__Problem to solve__. Below are some records. Print exactly the lines between the one holding "Target: pink book cover" and the one holding "Target: bush", inclusive, and nothing else.

__Records to process__.

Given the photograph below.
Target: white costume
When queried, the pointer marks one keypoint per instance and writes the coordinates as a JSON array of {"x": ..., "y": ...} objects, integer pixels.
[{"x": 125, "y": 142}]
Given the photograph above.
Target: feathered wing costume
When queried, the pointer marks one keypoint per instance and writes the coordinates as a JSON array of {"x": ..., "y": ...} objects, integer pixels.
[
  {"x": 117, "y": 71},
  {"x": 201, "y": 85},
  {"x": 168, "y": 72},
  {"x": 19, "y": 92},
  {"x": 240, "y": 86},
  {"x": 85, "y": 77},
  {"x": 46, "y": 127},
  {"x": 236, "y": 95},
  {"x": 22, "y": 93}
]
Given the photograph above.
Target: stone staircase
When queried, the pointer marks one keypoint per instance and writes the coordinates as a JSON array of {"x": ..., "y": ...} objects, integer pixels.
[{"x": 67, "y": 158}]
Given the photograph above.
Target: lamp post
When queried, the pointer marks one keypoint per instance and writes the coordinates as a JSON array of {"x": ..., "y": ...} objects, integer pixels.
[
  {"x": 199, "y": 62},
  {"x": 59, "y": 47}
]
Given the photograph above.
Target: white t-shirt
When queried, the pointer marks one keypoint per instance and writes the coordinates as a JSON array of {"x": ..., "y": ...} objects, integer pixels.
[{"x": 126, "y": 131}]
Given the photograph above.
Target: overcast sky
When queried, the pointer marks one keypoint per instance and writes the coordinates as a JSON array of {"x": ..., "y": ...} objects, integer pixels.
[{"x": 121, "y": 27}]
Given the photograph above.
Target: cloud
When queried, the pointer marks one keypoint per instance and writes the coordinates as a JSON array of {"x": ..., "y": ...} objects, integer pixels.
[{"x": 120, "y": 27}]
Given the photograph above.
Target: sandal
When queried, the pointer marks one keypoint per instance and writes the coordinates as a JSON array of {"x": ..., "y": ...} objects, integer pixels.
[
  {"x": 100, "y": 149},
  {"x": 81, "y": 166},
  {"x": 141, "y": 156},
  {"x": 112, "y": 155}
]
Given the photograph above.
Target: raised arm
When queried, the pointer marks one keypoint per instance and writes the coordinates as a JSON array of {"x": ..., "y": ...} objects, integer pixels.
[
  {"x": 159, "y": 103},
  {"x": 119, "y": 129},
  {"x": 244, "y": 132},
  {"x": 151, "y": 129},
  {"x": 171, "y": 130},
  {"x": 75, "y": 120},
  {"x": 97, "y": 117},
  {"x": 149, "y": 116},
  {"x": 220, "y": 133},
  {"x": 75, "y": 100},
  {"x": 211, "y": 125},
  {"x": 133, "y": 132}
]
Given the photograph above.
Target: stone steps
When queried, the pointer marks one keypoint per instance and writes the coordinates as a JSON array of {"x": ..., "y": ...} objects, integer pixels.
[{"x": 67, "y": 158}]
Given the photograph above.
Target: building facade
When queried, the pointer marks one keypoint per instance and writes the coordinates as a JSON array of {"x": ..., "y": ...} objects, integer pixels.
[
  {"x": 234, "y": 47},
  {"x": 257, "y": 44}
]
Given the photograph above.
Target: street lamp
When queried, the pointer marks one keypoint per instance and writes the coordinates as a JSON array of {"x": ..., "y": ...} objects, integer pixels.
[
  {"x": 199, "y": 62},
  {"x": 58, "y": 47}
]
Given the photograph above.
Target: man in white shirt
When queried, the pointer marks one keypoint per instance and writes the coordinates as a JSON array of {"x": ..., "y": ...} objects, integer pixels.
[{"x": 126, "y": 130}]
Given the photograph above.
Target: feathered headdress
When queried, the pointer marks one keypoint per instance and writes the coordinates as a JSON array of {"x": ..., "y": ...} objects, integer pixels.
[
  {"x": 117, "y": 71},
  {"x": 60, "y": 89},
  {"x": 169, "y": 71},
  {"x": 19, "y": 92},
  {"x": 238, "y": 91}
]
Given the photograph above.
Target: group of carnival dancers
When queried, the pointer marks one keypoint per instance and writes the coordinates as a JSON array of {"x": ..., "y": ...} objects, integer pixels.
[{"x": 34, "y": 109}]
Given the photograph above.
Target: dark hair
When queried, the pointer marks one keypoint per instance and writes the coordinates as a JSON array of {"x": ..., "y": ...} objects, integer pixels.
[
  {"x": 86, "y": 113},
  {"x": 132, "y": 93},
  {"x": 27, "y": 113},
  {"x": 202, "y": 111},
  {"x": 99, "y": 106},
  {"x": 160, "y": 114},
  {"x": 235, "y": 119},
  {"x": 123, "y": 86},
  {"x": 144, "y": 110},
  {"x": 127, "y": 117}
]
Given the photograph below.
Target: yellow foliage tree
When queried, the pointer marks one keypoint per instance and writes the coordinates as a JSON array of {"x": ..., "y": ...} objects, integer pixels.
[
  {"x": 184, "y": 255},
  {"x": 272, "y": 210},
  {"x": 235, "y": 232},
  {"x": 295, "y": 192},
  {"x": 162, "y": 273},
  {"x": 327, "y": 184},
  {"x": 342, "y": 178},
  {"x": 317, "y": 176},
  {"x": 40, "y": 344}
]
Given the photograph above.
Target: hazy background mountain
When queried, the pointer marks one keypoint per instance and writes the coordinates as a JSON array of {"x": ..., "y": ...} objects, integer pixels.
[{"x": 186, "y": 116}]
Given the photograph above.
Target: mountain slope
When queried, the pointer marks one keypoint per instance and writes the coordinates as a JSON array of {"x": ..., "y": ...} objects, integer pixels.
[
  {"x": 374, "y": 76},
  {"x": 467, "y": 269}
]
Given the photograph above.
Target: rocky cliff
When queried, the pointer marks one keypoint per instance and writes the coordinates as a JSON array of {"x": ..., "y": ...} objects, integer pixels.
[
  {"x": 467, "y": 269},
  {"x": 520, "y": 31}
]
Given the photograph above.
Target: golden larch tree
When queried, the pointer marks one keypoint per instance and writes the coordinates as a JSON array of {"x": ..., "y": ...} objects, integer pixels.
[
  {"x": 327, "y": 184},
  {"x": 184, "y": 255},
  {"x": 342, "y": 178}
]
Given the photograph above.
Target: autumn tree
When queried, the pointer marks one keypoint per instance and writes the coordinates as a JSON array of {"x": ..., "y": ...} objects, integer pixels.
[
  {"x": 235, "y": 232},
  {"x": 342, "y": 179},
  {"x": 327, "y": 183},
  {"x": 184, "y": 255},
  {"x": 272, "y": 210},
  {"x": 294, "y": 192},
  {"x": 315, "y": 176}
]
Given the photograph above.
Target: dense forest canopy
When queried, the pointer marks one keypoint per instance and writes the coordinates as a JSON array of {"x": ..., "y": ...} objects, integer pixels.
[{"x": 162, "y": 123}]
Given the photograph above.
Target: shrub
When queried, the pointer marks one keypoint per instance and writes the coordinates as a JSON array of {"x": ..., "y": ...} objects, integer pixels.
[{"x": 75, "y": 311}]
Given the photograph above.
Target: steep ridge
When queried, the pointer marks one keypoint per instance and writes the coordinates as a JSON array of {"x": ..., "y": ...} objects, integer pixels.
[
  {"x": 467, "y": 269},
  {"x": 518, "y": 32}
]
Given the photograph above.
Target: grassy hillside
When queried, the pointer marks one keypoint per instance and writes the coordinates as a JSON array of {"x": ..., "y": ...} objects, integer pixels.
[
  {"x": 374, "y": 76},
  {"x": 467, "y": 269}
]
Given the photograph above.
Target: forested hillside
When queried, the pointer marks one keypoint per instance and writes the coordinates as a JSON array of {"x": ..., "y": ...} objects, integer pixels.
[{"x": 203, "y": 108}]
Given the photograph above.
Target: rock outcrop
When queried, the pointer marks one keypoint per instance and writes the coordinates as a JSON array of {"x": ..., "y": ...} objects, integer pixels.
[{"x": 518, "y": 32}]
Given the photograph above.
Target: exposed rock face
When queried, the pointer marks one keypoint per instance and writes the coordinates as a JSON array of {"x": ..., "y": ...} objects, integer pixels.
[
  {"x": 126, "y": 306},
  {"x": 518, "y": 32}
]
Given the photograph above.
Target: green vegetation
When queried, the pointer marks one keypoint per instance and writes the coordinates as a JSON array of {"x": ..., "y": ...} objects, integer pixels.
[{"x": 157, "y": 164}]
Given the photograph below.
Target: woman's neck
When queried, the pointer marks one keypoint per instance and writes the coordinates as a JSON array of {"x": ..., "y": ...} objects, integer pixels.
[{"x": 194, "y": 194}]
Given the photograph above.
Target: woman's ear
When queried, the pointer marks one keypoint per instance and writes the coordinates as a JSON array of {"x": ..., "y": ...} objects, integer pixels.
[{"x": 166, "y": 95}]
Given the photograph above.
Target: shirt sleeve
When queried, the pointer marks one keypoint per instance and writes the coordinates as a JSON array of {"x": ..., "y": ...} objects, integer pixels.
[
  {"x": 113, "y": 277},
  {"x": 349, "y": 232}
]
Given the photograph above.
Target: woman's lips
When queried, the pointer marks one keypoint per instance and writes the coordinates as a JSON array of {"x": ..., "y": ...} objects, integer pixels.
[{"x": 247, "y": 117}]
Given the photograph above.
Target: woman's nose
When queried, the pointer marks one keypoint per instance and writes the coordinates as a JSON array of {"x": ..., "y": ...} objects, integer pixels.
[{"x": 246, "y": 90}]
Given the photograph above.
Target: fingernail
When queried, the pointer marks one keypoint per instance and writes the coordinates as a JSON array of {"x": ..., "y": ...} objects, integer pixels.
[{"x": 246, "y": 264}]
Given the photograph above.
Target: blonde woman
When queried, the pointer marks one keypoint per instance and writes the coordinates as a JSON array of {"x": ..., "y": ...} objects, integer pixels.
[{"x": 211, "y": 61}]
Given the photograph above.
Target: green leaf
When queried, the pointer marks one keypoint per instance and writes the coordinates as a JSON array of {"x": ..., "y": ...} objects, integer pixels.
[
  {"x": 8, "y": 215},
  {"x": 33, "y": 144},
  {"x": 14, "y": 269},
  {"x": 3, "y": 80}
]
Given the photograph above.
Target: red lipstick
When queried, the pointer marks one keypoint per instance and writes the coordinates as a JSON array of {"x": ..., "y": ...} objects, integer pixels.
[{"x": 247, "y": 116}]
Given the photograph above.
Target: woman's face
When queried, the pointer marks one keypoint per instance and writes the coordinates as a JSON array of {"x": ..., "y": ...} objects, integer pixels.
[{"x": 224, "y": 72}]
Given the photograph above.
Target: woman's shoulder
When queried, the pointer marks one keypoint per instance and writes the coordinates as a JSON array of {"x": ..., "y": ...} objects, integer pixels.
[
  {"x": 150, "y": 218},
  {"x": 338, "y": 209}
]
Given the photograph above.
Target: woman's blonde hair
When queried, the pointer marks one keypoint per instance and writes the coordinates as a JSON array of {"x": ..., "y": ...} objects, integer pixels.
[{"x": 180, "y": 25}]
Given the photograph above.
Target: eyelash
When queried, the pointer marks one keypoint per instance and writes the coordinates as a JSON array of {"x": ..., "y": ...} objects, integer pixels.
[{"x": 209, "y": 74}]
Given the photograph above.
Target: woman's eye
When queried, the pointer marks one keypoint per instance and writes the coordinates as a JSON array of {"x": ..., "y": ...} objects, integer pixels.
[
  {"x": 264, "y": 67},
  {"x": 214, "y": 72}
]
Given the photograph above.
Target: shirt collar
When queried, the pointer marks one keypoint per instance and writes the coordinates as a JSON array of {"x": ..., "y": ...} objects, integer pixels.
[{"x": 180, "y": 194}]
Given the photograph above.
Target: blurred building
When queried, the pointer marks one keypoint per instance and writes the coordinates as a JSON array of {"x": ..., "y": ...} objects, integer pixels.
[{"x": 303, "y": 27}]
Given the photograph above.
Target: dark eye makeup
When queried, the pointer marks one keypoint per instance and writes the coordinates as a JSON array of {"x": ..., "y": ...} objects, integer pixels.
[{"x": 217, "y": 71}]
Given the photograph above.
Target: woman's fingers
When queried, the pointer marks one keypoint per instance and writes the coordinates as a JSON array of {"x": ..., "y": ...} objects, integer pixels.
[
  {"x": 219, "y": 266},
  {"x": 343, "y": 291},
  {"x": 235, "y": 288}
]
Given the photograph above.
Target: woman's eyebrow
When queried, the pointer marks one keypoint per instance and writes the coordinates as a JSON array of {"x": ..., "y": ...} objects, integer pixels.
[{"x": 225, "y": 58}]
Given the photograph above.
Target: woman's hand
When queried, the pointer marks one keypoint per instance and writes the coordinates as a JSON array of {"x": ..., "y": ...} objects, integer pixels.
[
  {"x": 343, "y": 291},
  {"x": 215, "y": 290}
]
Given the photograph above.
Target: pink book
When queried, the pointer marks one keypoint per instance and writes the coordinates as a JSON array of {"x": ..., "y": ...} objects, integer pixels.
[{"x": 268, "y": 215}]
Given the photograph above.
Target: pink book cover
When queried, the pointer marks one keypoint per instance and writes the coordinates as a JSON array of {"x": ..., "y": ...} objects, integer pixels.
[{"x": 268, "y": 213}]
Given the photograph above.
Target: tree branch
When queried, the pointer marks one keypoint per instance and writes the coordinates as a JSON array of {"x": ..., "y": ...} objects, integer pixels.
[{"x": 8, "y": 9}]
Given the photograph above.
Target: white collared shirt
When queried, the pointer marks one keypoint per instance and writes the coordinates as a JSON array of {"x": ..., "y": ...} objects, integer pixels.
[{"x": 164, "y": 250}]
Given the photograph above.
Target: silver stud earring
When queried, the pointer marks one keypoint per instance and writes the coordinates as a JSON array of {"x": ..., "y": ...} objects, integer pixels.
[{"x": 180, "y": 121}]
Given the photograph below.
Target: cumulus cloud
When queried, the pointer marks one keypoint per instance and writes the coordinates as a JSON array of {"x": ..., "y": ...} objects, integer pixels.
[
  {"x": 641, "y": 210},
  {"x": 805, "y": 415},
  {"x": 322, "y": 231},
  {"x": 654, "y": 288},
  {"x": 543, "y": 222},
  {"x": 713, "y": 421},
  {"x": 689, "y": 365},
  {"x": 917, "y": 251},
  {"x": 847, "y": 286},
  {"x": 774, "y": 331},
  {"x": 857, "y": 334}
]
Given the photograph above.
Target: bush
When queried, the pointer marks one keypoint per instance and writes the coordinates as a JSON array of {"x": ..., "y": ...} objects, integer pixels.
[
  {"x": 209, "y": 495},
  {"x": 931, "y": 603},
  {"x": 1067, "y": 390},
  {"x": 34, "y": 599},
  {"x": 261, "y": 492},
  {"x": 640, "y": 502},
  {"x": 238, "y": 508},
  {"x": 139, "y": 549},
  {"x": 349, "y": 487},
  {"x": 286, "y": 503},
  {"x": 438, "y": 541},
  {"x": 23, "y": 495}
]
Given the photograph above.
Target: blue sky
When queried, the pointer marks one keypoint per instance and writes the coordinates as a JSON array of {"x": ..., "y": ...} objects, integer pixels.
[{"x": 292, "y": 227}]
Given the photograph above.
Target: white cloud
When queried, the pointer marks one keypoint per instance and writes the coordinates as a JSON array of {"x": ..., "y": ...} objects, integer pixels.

__Response box__.
Target: pink book cover
When queried, the pointer marks one keypoint per instance and writes the coordinates as a JSON array of {"x": ..., "y": ...} objects, integer pixels.
[{"x": 268, "y": 213}]
Given the photograph above.
Target: tree branch
When queried, the pointer marks one keypoint per instance and writes the coordinates as a JSON array of {"x": ..., "y": ...} objects, integer pixels.
[{"x": 8, "y": 9}]
Given the photograph above.
Target: white collared shirt
When queried, the pointer marks one keypoint per instance and writes the coordinates as a JSON array of {"x": ..., "y": ...} objects, integer pixels.
[{"x": 164, "y": 250}]
Given the photograph above.
Target: silver stud earring
When queried, the pointer marks one keypoint per instance and writes the coordinates as a JSON array of {"x": ..., "y": ...} objects, integer pixels.
[{"x": 180, "y": 121}]
Given the photograph below.
Target: cumulus cloud
When queried, the pointer marks one keypoint per instance and writes the coordinates as a JSON array of {"x": ..., "y": ...} objects, integer pixels.
[
  {"x": 641, "y": 210},
  {"x": 805, "y": 415},
  {"x": 322, "y": 231},
  {"x": 654, "y": 288},
  {"x": 543, "y": 222},
  {"x": 713, "y": 421},
  {"x": 689, "y": 365},
  {"x": 917, "y": 251},
  {"x": 847, "y": 286},
  {"x": 774, "y": 331},
  {"x": 857, "y": 334}
]
Given the photograph above.
Target: bush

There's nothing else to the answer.